How to complete this task
Print verbatim the lines of the entries from the one containing "the white parking" to the last, inclusive, and no others.

Records to use
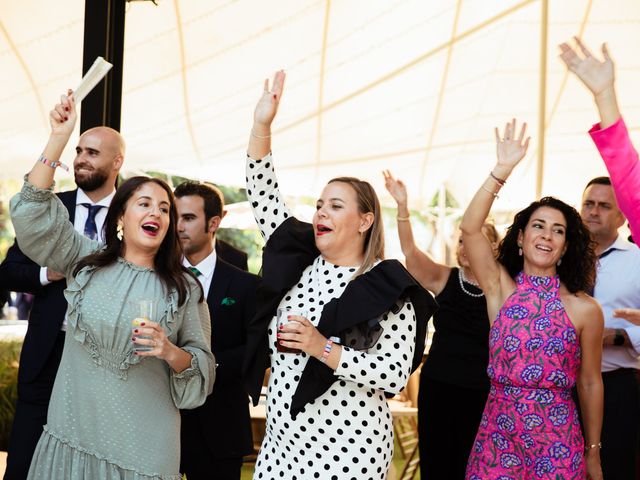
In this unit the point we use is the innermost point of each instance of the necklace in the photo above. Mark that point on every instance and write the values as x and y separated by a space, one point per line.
462 279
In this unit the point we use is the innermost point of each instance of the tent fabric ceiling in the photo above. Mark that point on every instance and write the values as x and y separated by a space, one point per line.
409 85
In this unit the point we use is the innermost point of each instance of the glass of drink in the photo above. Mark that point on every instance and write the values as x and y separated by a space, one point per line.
282 319
142 311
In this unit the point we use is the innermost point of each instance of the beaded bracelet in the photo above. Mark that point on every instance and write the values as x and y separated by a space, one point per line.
489 191
499 181
326 351
54 164
592 446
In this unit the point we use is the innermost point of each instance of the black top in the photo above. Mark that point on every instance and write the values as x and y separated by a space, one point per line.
459 351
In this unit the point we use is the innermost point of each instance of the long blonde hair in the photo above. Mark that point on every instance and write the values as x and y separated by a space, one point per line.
367 203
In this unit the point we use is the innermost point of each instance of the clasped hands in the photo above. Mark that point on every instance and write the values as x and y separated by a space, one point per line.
299 333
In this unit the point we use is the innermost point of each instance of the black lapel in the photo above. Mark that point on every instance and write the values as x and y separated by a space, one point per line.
219 286
68 199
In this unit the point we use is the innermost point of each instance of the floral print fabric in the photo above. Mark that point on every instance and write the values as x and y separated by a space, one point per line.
530 427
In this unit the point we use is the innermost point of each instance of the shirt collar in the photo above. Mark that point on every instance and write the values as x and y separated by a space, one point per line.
206 266
82 197
619 244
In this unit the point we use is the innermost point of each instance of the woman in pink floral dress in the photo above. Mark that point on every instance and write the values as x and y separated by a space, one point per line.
546 337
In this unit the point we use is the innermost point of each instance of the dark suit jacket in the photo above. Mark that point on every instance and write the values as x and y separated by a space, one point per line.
232 255
18 273
224 419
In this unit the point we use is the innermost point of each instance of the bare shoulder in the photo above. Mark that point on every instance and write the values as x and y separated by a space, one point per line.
581 308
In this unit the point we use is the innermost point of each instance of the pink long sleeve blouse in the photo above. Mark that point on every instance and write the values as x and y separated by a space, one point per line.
623 165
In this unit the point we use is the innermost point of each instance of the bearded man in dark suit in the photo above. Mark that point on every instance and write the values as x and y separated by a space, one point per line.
216 436
99 156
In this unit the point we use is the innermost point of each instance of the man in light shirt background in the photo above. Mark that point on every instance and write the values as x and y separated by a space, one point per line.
617 287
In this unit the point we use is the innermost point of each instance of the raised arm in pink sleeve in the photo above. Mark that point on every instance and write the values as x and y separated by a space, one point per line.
623 165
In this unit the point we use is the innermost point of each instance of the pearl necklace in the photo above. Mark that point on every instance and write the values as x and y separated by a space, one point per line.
462 279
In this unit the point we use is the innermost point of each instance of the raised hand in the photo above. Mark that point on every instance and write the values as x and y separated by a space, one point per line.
596 75
63 116
511 149
395 187
267 106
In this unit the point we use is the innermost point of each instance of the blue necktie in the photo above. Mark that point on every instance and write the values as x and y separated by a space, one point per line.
90 227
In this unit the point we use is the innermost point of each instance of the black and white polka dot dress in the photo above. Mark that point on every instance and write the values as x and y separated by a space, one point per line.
347 432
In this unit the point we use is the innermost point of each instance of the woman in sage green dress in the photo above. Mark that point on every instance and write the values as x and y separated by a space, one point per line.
114 408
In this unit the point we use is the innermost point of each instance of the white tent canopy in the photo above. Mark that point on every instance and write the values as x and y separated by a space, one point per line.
411 85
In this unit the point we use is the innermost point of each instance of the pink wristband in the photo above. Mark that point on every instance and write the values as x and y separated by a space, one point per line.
52 164
326 351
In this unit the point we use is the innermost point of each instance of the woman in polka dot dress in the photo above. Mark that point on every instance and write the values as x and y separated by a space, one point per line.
345 430
546 336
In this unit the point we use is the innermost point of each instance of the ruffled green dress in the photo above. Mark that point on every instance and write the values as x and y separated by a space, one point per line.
113 415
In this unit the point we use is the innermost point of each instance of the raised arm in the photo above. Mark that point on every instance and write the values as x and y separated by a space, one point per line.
431 275
610 136
40 220
263 115
268 207
492 277
598 76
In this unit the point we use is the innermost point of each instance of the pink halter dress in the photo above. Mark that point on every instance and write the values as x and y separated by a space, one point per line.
530 427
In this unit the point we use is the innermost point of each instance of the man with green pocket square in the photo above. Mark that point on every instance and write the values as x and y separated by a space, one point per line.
215 436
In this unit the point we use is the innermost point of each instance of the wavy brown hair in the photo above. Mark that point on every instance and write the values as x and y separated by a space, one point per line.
367 203
167 261
578 267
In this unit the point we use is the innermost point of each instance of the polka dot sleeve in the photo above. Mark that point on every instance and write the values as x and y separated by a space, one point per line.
268 207
387 365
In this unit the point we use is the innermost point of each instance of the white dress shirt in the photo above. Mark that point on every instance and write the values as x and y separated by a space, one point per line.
618 286
207 266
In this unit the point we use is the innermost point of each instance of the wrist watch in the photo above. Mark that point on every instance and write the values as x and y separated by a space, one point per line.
618 340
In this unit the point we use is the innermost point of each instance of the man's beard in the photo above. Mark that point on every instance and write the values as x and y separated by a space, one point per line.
91 181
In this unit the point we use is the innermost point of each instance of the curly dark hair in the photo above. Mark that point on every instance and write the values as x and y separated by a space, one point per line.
168 259
578 267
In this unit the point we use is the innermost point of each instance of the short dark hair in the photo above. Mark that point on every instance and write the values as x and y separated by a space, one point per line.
599 181
211 196
578 268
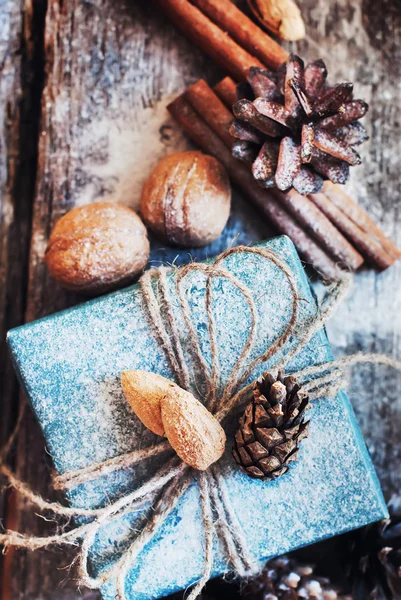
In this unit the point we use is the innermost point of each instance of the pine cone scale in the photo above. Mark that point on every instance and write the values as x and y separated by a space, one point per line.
271 428
297 123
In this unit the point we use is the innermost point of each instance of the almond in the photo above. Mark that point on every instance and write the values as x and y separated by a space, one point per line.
144 392
191 429
166 409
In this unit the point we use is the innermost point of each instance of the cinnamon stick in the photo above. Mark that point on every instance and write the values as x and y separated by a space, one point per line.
352 221
244 31
359 238
212 110
210 142
226 90
210 38
337 195
322 229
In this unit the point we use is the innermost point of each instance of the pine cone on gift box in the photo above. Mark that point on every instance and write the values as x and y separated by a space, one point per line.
271 427
376 561
285 579
295 129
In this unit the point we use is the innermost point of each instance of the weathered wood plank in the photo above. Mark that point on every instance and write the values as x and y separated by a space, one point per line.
107 69
360 41
110 70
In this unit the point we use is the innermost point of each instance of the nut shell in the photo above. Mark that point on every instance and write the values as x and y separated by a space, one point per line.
97 248
186 200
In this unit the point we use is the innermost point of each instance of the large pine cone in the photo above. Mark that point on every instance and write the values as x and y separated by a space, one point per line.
376 572
295 129
271 427
285 579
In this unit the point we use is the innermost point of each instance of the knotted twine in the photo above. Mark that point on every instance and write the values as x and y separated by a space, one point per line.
164 489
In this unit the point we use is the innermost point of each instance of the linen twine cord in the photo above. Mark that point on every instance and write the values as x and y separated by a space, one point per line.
164 489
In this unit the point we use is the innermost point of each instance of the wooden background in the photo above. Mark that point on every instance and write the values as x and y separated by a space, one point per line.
83 89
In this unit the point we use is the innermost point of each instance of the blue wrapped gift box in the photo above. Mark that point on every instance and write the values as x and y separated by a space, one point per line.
69 365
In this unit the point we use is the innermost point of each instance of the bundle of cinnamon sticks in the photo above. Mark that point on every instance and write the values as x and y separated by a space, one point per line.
330 231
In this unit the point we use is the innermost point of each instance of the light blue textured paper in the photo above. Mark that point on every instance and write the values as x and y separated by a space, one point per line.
69 365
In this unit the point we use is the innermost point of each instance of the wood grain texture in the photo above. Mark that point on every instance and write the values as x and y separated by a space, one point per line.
111 68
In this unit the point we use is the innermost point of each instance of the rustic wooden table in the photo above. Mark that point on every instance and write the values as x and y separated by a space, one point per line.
83 90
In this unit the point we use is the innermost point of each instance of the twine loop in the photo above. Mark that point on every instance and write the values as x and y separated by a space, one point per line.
165 488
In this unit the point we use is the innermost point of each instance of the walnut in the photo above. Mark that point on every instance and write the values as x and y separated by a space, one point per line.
97 248
186 200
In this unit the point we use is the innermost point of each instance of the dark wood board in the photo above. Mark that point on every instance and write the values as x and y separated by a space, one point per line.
108 69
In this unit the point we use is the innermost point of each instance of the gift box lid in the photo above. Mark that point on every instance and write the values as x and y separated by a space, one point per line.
69 365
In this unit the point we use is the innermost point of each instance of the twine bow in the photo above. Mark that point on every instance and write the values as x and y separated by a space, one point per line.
164 489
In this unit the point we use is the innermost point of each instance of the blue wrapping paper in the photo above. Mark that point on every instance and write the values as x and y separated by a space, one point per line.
69 365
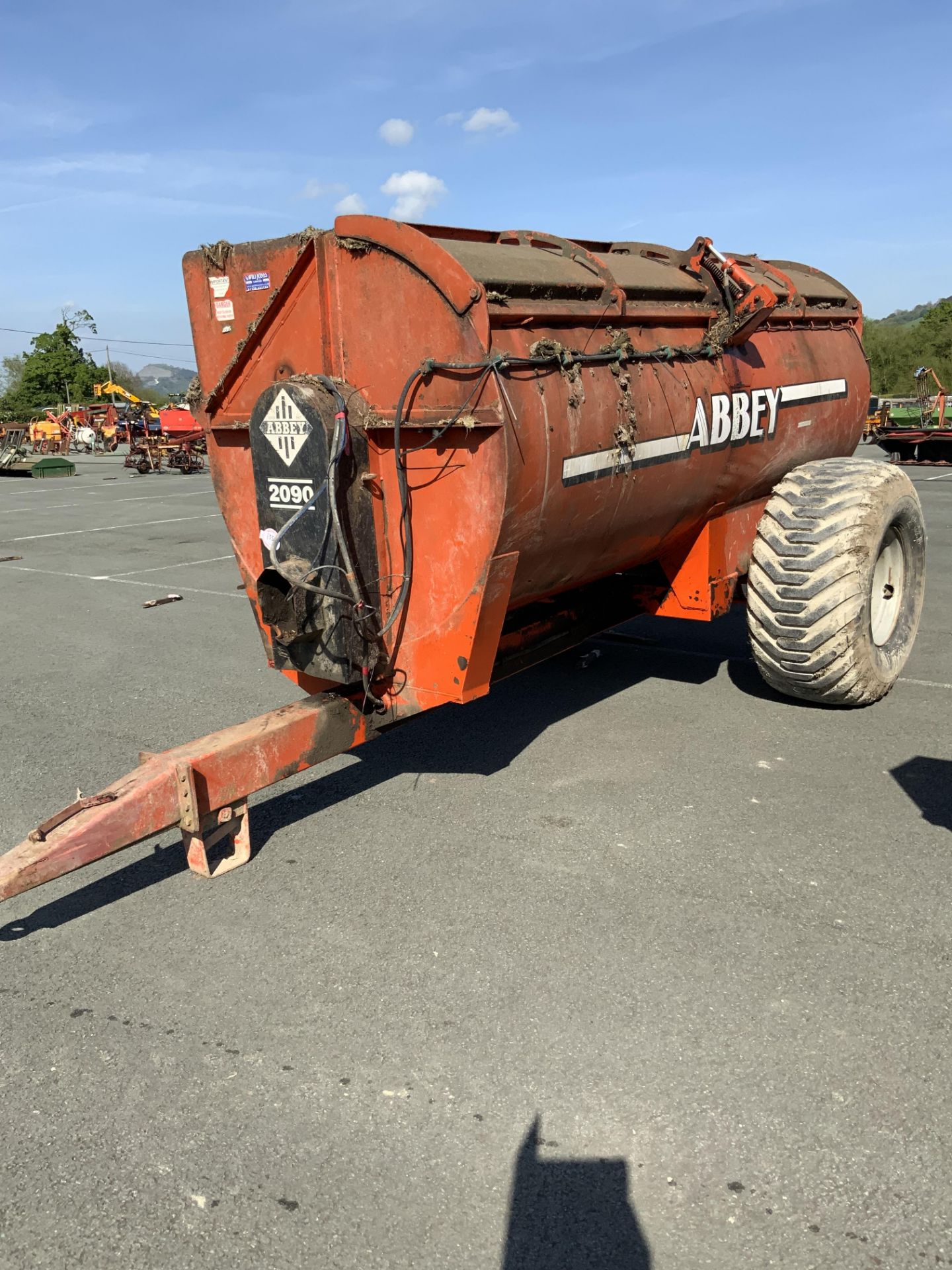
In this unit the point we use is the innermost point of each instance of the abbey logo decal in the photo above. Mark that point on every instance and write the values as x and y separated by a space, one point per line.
742 418
286 427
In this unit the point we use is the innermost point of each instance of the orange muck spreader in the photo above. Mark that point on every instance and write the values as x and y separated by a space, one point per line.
444 455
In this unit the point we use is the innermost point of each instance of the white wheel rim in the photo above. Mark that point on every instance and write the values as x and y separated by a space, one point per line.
889 578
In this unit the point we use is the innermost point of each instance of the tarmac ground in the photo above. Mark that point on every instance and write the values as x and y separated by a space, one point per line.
630 964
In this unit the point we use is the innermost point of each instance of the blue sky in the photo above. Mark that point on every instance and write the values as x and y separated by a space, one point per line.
807 130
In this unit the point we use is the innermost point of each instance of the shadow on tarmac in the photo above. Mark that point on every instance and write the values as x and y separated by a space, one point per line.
480 738
928 783
574 1214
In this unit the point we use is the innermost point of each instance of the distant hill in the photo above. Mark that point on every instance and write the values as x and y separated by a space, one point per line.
906 317
167 379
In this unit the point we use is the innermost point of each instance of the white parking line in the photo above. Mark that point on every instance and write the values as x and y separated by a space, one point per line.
106 529
108 502
158 568
128 582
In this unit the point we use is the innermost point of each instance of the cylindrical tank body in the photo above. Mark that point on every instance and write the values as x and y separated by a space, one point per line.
567 466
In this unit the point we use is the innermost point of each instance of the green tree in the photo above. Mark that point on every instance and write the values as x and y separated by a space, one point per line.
896 351
55 368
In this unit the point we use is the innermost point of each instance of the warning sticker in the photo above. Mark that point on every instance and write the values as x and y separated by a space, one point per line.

Task output
In this unit the point we use is the innermost point of each instance of the white parking line in the photo above. Mark that point on every instance and write the values as x and y separated by a space, one point per line.
106 529
108 502
158 568
128 582
In this unit the point we use is the innermost point of each instance of the cylindrical tank body in the photo above. Mark that point on every instance and write the values as x and y separated by a space, one point per line.
567 466
In this unit the point we use is the innermost point of each instance of the green tree in the photo above. Mark that point on every instance and write the values as x and y separated by a space, one point per line.
896 351
55 368
In this unit the point we use is the innermost point of each instance of the warning sticker in the photo above. Mark that point on every instance and write the values as x and y separated by a space, one point per line.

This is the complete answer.